**Work to be completed**
Please retype all the records below exactly as they read.
*** Opening Source material ***
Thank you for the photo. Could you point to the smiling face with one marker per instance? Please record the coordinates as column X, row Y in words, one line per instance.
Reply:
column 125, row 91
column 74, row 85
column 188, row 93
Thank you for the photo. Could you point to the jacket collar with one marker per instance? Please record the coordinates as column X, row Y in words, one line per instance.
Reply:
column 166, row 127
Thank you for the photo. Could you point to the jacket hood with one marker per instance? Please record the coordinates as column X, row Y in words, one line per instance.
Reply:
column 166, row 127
*** Closing Source material ***
**Output below**
Thank you for the photo. Could you point to the smiling face with one marker per instance? Please record the coordinates as column X, row Y in words, one line per instance.
Reply:
column 125, row 91
column 74, row 85
column 188, row 93
Thank you for the photo. Could you point to the jacket collar with one marker per instance? Please record the coordinates as column X, row Y in words, one line per instance.
Reply:
column 166, row 127
Thank you for the photo. Could you point to the jacket hood with one marker per instance? Please record the coordinates as column X, row Y in words, one line per instance.
Reply:
column 166, row 127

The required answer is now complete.